DATA FOR THIS TASK Start Marker

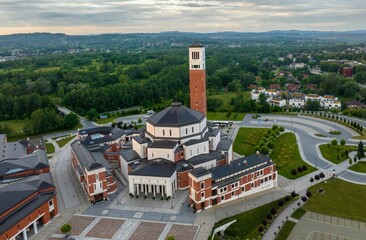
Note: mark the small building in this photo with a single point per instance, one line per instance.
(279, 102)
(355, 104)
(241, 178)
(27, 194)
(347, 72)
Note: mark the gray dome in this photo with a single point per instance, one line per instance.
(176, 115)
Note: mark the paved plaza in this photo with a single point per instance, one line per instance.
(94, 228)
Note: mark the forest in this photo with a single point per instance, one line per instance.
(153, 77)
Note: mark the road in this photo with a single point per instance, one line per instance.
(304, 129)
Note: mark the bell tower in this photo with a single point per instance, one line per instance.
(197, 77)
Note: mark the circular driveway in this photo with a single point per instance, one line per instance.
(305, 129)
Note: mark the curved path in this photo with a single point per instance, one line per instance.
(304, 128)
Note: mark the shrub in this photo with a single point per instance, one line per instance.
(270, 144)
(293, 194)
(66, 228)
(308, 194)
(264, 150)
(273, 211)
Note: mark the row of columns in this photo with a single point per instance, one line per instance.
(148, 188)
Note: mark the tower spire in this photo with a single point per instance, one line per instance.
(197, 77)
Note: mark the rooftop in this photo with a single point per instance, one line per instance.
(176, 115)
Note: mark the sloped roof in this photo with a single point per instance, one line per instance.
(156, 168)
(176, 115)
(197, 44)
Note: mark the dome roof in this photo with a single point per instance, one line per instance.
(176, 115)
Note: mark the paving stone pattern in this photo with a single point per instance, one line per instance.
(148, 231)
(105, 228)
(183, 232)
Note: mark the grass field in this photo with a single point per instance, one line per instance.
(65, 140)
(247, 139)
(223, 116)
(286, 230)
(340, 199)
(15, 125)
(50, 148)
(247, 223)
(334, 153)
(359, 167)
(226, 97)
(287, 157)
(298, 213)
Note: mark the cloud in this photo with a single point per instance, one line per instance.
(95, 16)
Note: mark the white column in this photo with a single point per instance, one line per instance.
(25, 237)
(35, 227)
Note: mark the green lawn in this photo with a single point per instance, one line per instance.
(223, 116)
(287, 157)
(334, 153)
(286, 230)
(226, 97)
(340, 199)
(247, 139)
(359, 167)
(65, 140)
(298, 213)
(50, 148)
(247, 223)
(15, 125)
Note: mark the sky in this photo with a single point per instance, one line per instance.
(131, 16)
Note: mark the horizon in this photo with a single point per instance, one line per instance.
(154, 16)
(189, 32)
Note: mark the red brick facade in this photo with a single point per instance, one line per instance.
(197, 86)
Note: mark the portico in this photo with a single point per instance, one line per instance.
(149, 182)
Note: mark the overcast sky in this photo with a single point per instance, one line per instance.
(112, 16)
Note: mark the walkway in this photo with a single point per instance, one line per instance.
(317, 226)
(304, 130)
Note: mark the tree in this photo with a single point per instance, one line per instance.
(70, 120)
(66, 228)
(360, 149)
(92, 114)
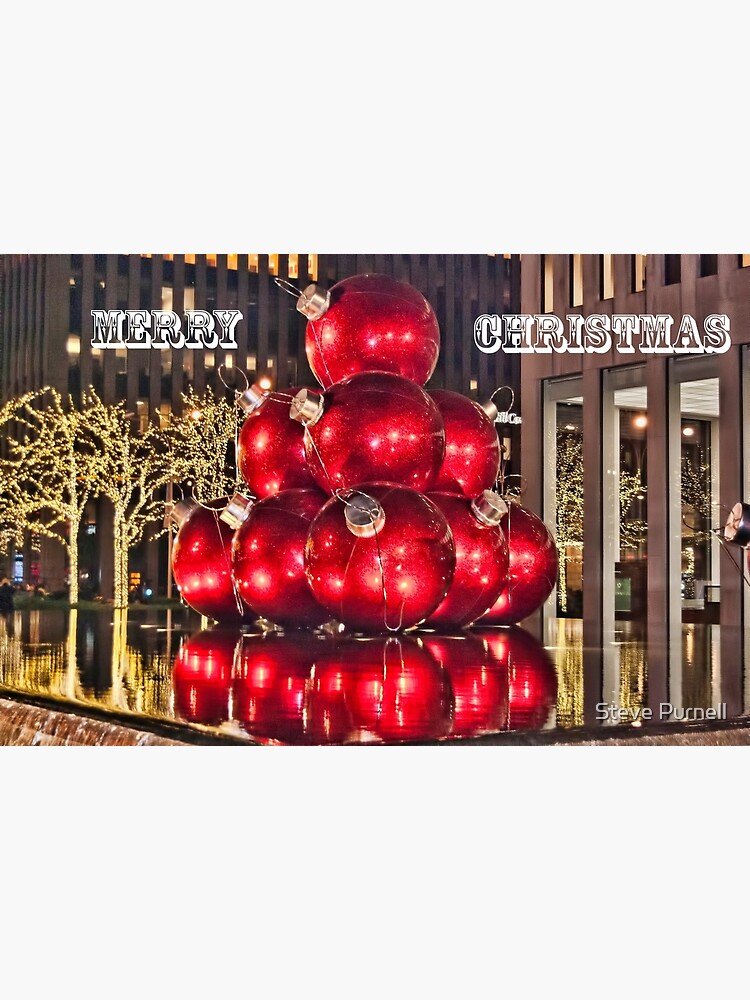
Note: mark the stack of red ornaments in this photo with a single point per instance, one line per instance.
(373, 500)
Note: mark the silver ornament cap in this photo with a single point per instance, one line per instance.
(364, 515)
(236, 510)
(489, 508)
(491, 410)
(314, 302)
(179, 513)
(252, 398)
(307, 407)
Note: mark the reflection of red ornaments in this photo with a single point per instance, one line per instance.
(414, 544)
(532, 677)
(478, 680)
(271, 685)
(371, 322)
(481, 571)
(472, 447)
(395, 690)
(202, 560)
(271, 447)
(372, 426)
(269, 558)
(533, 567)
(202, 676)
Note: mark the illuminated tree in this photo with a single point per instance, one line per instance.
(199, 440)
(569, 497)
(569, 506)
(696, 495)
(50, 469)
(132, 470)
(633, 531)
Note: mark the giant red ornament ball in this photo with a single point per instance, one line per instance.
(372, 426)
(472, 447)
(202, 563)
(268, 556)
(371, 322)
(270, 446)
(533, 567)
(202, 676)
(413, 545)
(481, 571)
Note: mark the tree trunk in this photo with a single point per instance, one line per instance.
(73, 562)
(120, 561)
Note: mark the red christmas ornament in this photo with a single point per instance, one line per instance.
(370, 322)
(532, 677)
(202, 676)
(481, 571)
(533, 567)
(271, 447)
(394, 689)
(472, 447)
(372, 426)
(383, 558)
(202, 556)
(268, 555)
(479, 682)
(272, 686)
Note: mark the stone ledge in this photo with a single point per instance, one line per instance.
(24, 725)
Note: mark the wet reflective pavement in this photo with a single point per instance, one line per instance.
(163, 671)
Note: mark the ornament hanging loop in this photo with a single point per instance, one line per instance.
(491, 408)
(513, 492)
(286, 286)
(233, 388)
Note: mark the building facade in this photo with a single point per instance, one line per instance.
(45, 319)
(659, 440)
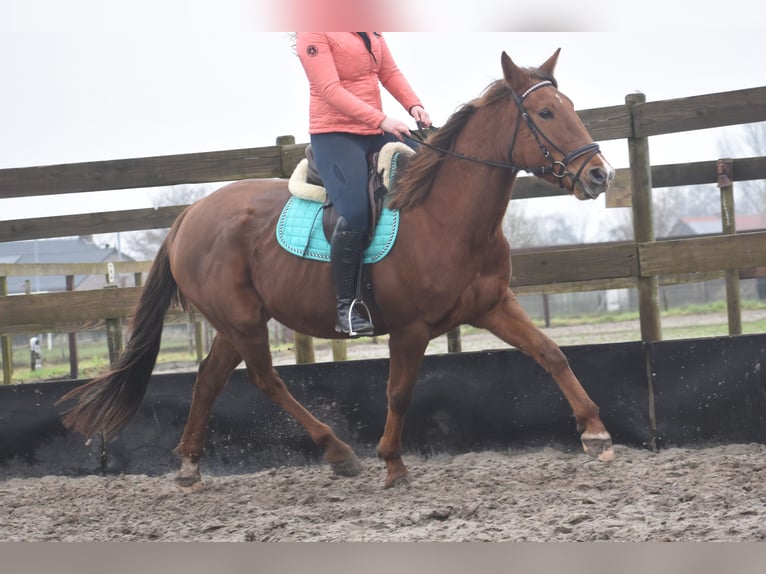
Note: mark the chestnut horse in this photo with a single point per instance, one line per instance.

DATA FOR THIS TASK End Marker

Restating the data word for word is the task, and pictures are to be omitted.

Note: mark the small building in this photo with a single point per instance, one line per instance.
(279, 102)
(355, 104)
(241, 178)
(27, 194)
(347, 72)
Note: mark the gray dome in this photo with a single point per instance, one line per instance.
(176, 115)
Note: mark the paved plaza in this photo with a single point per instance, one line per instance.
(94, 228)
Note: mark the forest in this photo with a single point per instance, one line per instance.
(153, 77)
Note: mark the road in this photo with a single point per instance, one line per instance.
(304, 129)
Note: mark the bell tower in this photo with a single point per instance, one line per instance.
(197, 77)
Note: mark the circular driveway in this photo with a single point per instance, one line per instance.
(305, 129)
Note: mark the curved path in this photo with a single point per instance, one line per instance.
(304, 128)
Note: mark the shrub in this photo with a single point per instance, one line per instance.
(270, 144)
(293, 194)
(66, 228)
(308, 194)
(264, 150)
(273, 211)
Note: mark the row of columns in this photo with a single point per instance, one line per instance.
(148, 188)
Note: mark the tower spire in this photo with a single point per instance, one line per instance.
(197, 77)
Note: mark the rooftop in this photo with a single point per instance, one line per instance.
(176, 115)
Note: mark the sloped roof in this photo with a single point per instance, one line per instance.
(156, 168)
(176, 115)
(197, 44)
Note: mark the dome roof in this photo with a single point per instance, one line per instance.
(176, 115)
Note: mark the paving stone pattern in this photo with a single point per instance, one line per instance.
(148, 231)
(105, 228)
(183, 232)
Note: mark the grass field in this photo with a single point per instance, one line per instance.
(65, 140)
(247, 139)
(223, 116)
(286, 230)
(340, 199)
(15, 125)
(50, 148)
(247, 223)
(334, 153)
(359, 167)
(226, 97)
(287, 157)
(298, 213)
Note: mark the cloud in this photo with a single point per instance, one line per instance.
(95, 16)
Note: mark the white column in this photo with a single point per instance, one line per instance.
(25, 237)
(35, 227)
Note: mark the green lawn in this photo with a single point per instance, one line per instance.
(223, 116)
(287, 157)
(334, 153)
(286, 230)
(226, 97)
(340, 199)
(247, 139)
(359, 167)
(65, 140)
(298, 213)
(50, 148)
(247, 223)
(15, 125)
Note: mark the sky in this photo with a single point per instance, one line per instance.
(131, 16)
Note: mark the horizon in this photo with a single point per instance, one line per instance.
(154, 16)
(189, 32)
Note: mark the red brick facade in this photo with a single point per instance, one line per instance.
(197, 86)
Note: mark the portico in this photo with a single point per instance, one line per instance.
(149, 182)
Note: mark the overcast sky in this photo with a single point per instance, one line per instance.
(112, 16)
Note: mark the walkway in this photo with a single point per instance, one line per instance.
(317, 226)
(304, 130)
Note: mark the tree in this photo with a single point per instance, one line per instance.
(70, 120)
(66, 228)
(360, 149)
(92, 114)
Note: mark the stack of red ornaments in this photo with a single point per instance, one line per instance.
(373, 500)
Note: mark the silver ornament cap in this photo with a single point per instance, one line per instance.
(364, 515)
(236, 510)
(489, 508)
(491, 410)
(314, 302)
(179, 513)
(252, 398)
(307, 407)
Note: mark the reflection of red ornaments in this photo with a single point per instance, one line per instance.
(414, 544)
(532, 677)
(478, 680)
(271, 685)
(371, 322)
(481, 571)
(472, 447)
(395, 690)
(202, 560)
(271, 447)
(372, 426)
(269, 558)
(533, 567)
(202, 676)
Note: mark the illuminated tree in this photo with a single point per instance, one line per instance.
(199, 440)
(569, 497)
(569, 506)
(696, 495)
(50, 469)
(132, 470)
(633, 531)
Note: mark the giant red ornament ball in this photo with a single point per instance, one line per instance.
(372, 426)
(472, 447)
(202, 563)
(268, 556)
(371, 322)
(270, 446)
(533, 567)
(202, 676)
(413, 545)
(481, 571)
Note: mark the tree trunk in this photo with a single point per instance, one line per instance.
(73, 562)
(120, 561)
Note: mark the red christmas ornament in this photo with a single point per instance, one line per instance.
(370, 322)
(532, 677)
(202, 676)
(481, 571)
(533, 567)
(271, 447)
(394, 689)
(472, 447)
(372, 426)
(383, 558)
(202, 556)
(268, 555)
(479, 682)
(272, 686)
Note: mark the stone ledge in this photo with a single point per instance, one line per instance.
(24, 725)
Note: mark the wet reflective pavement in this photo with a single point per instance, one line per instance.
(163, 671)
Note: mark the ornament hanging loop in this photo with a single point per instance, one line per instance.
(491, 408)
(513, 492)
(286, 286)
(233, 388)
Note: mark the building facade in this photo with a single point per instance, one line per instance.
(45, 319)
(659, 440)
Note: mark the chestnut horse in this photo with a single point per instance, one line per instance.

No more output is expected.